Short exercise » Reproduce every one of the records below word for word, changing nothing.

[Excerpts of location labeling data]

+--

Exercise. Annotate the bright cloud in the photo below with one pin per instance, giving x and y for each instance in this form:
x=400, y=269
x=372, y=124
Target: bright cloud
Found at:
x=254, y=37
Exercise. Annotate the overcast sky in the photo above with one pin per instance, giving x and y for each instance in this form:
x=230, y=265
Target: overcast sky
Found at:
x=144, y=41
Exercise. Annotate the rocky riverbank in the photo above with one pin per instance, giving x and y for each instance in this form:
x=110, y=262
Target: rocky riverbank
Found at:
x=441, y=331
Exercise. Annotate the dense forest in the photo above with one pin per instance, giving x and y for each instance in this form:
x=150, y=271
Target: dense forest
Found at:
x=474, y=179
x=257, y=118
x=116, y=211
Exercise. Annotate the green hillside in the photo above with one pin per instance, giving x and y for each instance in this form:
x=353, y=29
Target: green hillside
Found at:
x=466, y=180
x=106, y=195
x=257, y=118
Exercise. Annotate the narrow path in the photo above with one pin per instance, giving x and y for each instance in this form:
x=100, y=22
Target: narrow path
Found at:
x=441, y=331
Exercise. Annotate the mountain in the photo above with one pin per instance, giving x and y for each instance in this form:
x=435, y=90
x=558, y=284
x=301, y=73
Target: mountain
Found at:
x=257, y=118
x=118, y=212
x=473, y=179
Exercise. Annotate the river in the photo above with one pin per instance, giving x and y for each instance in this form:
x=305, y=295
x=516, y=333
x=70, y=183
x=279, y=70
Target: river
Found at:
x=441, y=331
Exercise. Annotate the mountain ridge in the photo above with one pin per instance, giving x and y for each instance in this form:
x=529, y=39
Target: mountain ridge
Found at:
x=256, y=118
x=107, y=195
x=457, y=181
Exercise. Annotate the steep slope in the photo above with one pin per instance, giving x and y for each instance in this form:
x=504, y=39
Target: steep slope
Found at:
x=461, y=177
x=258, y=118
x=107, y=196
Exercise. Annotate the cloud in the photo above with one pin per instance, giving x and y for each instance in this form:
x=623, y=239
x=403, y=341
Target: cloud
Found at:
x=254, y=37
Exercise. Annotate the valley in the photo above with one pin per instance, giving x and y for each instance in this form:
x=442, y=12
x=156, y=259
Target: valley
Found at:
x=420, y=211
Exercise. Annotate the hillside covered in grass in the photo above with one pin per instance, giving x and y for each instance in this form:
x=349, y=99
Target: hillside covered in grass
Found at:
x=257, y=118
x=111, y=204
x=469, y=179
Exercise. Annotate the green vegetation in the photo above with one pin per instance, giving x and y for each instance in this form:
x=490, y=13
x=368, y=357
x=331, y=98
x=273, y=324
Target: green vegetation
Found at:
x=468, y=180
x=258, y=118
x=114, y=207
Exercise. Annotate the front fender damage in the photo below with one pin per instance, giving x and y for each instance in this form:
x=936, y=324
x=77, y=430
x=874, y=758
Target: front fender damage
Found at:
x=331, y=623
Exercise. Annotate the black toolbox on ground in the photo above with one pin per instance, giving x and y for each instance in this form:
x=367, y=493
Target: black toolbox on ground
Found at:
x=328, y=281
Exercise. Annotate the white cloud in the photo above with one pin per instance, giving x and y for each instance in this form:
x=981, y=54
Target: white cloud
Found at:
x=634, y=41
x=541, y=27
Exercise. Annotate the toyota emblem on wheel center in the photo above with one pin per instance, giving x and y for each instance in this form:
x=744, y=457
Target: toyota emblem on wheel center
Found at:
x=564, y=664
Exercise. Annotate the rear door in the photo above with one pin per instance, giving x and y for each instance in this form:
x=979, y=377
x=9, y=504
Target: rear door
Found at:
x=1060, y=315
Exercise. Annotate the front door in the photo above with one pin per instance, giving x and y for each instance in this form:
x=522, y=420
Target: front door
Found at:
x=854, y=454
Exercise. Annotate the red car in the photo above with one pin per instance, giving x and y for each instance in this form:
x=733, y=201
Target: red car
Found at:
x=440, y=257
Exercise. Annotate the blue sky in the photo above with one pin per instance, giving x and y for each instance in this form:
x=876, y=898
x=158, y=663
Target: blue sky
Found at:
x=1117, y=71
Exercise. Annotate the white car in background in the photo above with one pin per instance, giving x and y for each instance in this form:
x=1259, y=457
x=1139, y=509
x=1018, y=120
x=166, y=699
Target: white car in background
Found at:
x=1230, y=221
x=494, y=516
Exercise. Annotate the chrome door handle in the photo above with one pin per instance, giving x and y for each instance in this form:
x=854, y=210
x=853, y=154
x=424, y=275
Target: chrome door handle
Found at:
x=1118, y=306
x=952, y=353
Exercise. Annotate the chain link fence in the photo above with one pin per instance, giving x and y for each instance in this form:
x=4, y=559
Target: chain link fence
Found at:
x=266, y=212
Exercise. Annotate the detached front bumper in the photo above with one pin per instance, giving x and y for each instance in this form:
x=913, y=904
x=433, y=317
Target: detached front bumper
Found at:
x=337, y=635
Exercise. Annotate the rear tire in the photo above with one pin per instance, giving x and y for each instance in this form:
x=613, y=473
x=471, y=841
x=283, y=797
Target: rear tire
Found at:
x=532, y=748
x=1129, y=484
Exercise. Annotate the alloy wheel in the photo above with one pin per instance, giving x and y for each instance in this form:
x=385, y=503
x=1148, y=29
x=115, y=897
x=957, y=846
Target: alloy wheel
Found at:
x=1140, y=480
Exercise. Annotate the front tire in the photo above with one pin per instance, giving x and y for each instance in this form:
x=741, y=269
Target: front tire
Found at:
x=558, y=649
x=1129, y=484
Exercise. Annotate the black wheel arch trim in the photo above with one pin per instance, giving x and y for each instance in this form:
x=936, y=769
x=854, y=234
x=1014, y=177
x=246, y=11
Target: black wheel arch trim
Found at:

+--

Expected answer »
Exercise. Annotate the bright cloud in the photo below with one pin per instance, giving x and y for each instance in this form:
x=400, y=269
x=372, y=124
Target: bright cloud
Found at:
x=254, y=37
Exercise. Annotate the overcast sky in the photo above with one pin per instance, giving x and y for each instance in this form:
x=230, y=265
Target: overcast sky
Found at:
x=144, y=41
Exercise. Annotate the rocky riverbank in the photo above with one pin per instance, giving x and y for each instance in this form:
x=110, y=262
Target: rocky riverbank
Found at:
x=441, y=331
Exercise. Annotate the dense forest in the photo above with one pin per instance, giving x and y for each instance in this form:
x=150, y=271
Target: dense forest
Found at:
x=474, y=179
x=257, y=118
x=116, y=211
Exercise. Annotate the green hillside in the photo above with one pin per instance, giving x and y for each instance in this form:
x=353, y=29
Target: green hillside
Found at:
x=466, y=180
x=106, y=195
x=257, y=118
Exercise. Annotate the narrow path in the photo above with one pin per instance, giving x and y for each instance in this form:
x=100, y=22
Target: narrow path
Found at:
x=441, y=331
Exercise. Annotate the mountain in the photo above with one pin per instance, giving x and y for each instance in this form:
x=435, y=90
x=558, y=284
x=301, y=73
Target: mountain
Found at:
x=257, y=118
x=118, y=212
x=473, y=179
Exercise. Annotate the river in the photo above with one pin per instance, giving x and y for each instance in this form:
x=305, y=295
x=516, y=333
x=70, y=183
x=279, y=70
Target: river
Found at:
x=441, y=331
Exercise. Annotate the mountain ridge in the photo above with one pin per instance, giving x and y for each instance in this form:
x=529, y=39
Target: mountain ridge
Found at:
x=256, y=118
x=107, y=195
x=457, y=181
Exercise. Annotate the steep slope in the photo above with one pin per instance, giving x and y for each instance in this form:
x=504, y=39
Target: steep slope
Found at:
x=461, y=177
x=258, y=118
x=107, y=196
Exercise. Annotate the cloud in the photo above with one pin per instance, giving x and y for each instance in this form:
x=623, y=239
x=403, y=341
Target: cloud
Found at:
x=254, y=37
Exercise. Annotate the valley in the photo above with one pin per instance, giving x and y for each instance in this form:
x=442, y=12
x=156, y=259
Target: valley
Found at:
x=420, y=211
Exercise. Annotate the hillside covered in grass in the photo above with one pin per instance, giving x and y for each instance in this form:
x=349, y=99
Target: hillside covered in grass
Found at:
x=257, y=118
x=111, y=204
x=469, y=179
Exercise. Annotate the green vegetation in the photo above with one pin per instance, giving x and y for each instance in this form:
x=490, y=13
x=368, y=357
x=331, y=98
x=273, y=324
Target: green vegetation
Found at:
x=468, y=180
x=258, y=118
x=114, y=207
Exercise. Annotate the front fender damage in the photo below with one pin per instance, giving x and y for each instance in this form:
x=936, y=324
x=77, y=430
x=874, y=758
Target: front fender damage
Found at:
x=331, y=623
Exercise. Annotate the black toolbox on ground in the photo above with one pin per instance, giving x and y for each instance in this form:
x=367, y=493
Target: black toolbox on ground
Found at:
x=328, y=281
Exercise. Annotate the white cloud in the photo above with one pin per instance, giving x and y for each instance in this form:
x=981, y=54
Target: white cloud
Found at:
x=634, y=41
x=541, y=27
Exercise. Annotate the toyota emblem on wheel center in the photo above with one pin per instance, giving x and y for each instance in this form:
x=744, y=457
Target: toyota emblem on wheel center
Found at:
x=564, y=664
Exercise. Annotate the rear door in the photo above with one pin per instance, giving x and y for each instance in this form:
x=979, y=377
x=9, y=504
Target: rear door
Found at:
x=1060, y=315
Exercise. Annotate the front door in the photo above with one pin per instance, giving x and y for each instance in this form:
x=522, y=420
Target: front door
Found at:
x=854, y=454
Exercise. Annotate the red car in the photo above with one pin per instance, giving x and y for each instance in this form:
x=733, y=201
Target: red car
Found at:
x=440, y=257
Exercise. Annotate the blue sky in the photo above with one pin per instance, giving x and y for each instance in this form:
x=876, y=898
x=158, y=663
Target: blue sky
Found at:
x=1117, y=71
Exercise. Annotate the white car in background in the photo above with one pin per instance, giving x and y for each instance in this form:
x=1259, y=457
x=1139, y=509
x=1018, y=120
x=166, y=699
Target: white car in background
Found at:
x=1230, y=221
x=494, y=516
Exercise. Annotate the chrome door handle in the photo above with one pin per instance, giving x and y for each instance in this form:
x=854, y=210
x=853, y=154
x=424, y=275
Target: chrome door handle
Found at:
x=1118, y=306
x=952, y=353
Exercise. Annotate the chain link fence in the photo above with one pin per instance, giving x and y for each instance in this form:
x=4, y=559
Target: chain link fence
Found at:
x=266, y=212
Exercise. Annotate the detached front bumper in the photo above with one pin per instance, giving x and y for each instance in this form:
x=913, y=904
x=433, y=317
Target: detached front bumper
Found at:
x=337, y=635
Exercise. Annotate the rear tire in the photo above with one pin per instance, giving x and y for each instance in this form:
x=613, y=473
x=471, y=841
x=283, y=797
Target: rear tire
Found at:
x=532, y=748
x=1129, y=484
Exercise. Annotate the alloy wheel in the photo above with one pin per instance, giving x and y for each instance in this form:
x=385, y=503
x=1148, y=29
x=115, y=897
x=957, y=846
Target: alloy wheel
Found at:
x=1140, y=480
Exercise. Annotate the front tire in the photo above with one pin per instance, giving x and y for each instance in this form:
x=741, y=269
Target: front tire
Found at:
x=558, y=649
x=1129, y=484
Exercise. Annotate the black wheel arch trim in the photo above with one pin per instance, giving x and y for each instance in this form:
x=936, y=769
x=854, y=234
x=1014, y=177
x=246, y=11
Target: black wheel arch trim
Found at:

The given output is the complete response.